• Task requirements
Please reproduce the stretch of the listing from its start through the line containing "[191,94,205,108]", swapping "heavily occluded" for "partially occluded" and changing nothing else. Leave the pictures out.

• Supplied material
• • •

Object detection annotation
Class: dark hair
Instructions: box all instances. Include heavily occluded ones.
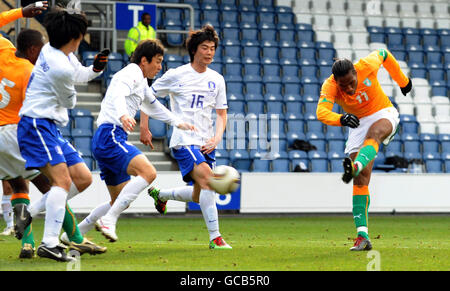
[186,24,219,62]
[331,59,356,79]
[130,39,164,65]
[17,29,43,53]
[44,7,88,49]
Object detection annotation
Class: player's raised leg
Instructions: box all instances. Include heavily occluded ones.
[342,118,395,183]
[0,180,14,236]
[97,154,156,242]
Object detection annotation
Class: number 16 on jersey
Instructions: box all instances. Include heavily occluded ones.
[191,94,205,108]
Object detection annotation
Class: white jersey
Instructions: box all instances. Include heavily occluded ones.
[97,63,181,130]
[151,63,228,148]
[19,43,101,126]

• • •

• Worked answer
Object detection annotation
Class: dark hair
Instructions: box all instances. Include partially occluded ones.
[186,24,219,62]
[331,59,356,79]
[130,39,164,65]
[17,29,43,53]
[44,7,88,49]
Object detection annotation
Class: player's raised leg
Instructions: box all instances. Include partially occluded ones.
[342,118,395,183]
[0,180,14,236]
[97,154,156,242]
Object detection annotation
Class: number 16 on jersey
Instructions: box all instances. Include partially occluded ones.
[191,94,205,108]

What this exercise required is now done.